* **Given information**

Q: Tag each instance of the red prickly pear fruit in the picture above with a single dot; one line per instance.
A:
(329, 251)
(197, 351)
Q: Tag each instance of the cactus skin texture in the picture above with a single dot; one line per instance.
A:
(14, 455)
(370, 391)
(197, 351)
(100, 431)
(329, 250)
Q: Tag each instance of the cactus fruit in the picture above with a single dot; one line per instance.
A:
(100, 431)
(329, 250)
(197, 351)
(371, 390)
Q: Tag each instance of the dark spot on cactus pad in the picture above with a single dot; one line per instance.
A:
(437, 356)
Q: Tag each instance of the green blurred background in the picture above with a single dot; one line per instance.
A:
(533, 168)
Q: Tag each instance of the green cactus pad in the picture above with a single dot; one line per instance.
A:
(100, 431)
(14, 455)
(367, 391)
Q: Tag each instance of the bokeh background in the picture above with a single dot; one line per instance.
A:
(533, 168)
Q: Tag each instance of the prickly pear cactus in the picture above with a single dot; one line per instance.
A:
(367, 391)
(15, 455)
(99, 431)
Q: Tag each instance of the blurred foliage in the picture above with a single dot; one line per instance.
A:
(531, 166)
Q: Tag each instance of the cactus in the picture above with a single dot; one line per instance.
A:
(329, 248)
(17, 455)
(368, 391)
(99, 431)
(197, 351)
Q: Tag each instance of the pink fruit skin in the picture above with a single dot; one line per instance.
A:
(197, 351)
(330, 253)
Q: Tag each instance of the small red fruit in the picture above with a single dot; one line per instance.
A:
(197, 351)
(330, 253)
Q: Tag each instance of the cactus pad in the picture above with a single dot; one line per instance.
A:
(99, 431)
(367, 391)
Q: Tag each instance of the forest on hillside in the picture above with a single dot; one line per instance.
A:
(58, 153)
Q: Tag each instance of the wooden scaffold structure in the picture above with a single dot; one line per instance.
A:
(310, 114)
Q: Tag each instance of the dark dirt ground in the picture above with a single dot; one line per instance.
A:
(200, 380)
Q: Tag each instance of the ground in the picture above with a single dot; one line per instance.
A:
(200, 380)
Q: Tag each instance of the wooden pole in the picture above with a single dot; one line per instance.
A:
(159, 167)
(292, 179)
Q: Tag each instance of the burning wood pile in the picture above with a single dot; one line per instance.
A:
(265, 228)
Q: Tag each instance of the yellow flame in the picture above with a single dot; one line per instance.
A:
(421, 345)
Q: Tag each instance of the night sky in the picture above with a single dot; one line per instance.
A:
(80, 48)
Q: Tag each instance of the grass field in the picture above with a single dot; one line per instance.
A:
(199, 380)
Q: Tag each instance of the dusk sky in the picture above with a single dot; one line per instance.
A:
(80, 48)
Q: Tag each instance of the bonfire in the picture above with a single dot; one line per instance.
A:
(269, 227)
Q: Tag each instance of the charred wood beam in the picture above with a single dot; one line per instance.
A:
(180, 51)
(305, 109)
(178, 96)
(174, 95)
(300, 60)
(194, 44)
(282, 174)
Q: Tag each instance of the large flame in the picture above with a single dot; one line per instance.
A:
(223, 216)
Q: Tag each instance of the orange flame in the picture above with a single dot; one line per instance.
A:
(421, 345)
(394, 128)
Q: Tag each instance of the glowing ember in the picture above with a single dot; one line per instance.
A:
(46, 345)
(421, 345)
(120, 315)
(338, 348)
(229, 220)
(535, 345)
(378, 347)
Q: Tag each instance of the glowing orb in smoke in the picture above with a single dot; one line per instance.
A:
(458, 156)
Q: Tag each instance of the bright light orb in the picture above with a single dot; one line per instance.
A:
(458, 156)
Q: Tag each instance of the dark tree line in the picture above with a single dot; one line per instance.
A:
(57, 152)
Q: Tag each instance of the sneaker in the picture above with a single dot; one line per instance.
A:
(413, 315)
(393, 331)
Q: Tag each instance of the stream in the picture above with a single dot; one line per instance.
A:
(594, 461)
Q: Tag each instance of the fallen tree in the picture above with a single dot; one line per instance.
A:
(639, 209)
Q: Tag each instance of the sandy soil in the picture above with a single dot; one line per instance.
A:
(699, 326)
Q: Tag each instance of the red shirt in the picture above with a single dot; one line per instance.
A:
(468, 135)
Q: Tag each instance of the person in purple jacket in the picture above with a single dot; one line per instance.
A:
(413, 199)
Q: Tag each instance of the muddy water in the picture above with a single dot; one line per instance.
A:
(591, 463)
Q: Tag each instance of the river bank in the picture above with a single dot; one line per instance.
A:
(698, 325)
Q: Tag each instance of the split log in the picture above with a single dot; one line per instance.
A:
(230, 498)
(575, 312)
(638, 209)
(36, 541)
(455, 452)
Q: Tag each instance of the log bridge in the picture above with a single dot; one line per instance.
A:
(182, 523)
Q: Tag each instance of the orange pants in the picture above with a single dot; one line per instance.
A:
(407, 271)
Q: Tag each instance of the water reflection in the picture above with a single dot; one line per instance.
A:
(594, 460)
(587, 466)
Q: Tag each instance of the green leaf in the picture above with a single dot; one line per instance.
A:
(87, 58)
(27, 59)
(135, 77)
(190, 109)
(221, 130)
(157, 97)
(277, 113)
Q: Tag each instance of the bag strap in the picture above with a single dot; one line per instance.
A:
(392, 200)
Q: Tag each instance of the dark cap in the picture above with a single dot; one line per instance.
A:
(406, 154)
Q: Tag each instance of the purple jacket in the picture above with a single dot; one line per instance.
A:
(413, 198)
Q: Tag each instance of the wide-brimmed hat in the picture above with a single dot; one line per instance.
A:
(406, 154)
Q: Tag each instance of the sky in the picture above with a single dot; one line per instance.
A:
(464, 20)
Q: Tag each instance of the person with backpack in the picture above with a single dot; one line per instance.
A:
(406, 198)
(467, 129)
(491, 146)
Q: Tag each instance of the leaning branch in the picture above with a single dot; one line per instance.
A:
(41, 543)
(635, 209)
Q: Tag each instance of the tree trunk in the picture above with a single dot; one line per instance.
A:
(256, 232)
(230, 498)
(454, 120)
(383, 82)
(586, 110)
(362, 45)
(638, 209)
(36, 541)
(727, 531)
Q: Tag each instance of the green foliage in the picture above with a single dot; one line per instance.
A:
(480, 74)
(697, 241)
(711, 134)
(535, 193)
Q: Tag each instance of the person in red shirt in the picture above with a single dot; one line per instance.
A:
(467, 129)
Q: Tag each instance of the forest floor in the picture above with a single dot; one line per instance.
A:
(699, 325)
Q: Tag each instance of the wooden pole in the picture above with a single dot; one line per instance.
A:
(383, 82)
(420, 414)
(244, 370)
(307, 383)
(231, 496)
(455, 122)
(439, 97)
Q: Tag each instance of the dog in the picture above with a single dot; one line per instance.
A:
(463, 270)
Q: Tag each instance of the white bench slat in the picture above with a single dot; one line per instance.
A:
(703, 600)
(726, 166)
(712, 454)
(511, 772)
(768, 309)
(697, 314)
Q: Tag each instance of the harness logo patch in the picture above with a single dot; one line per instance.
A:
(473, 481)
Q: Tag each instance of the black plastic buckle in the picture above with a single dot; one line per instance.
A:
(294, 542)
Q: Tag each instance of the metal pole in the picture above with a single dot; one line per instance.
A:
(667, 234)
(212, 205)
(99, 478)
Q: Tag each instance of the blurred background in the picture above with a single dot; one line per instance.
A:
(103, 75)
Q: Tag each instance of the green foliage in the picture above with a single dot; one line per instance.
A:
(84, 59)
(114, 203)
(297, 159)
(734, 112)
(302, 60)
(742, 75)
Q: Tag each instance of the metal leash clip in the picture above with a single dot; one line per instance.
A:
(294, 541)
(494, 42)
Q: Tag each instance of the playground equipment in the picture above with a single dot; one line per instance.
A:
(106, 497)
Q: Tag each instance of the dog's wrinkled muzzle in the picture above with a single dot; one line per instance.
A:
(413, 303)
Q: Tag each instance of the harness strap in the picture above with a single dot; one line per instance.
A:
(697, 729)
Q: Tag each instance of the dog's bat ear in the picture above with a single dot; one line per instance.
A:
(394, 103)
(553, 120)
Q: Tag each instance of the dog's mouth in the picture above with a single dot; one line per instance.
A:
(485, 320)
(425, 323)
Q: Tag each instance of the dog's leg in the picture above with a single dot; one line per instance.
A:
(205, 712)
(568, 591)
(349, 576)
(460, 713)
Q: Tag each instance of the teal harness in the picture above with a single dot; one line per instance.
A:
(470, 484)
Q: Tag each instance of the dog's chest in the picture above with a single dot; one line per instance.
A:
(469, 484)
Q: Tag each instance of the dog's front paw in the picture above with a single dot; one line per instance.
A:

* **What to do**
Take from the material above the lines running from the one with "Q: Tag each instance of the dark tree" through the one with "Q: Tag each instance of the red shirt", and repeat them exactly, with nothing else.

* **Answer box**
Q: Tag each instance of the dark tree line in the picture above with a single dot; one line per instance.
A:
(57, 152)
Q: Tag each instance of the sneaker in the picture above with a single dot; one line per instance.
A:
(413, 315)
(393, 331)
Q: Tag each instance of the stream in the picture above with a single dot; one line per instance.
A:
(594, 461)
Q: Tag each instance of the fallen tree in the picture above with a single dot; one line per instance.
A:
(639, 209)
Q: Tag each instance of the sandy soil in the picture above with a single dot; one line per instance.
A:
(699, 326)
Q: Tag each instance of the red shirt in the picture above with a single dot; one line per instance.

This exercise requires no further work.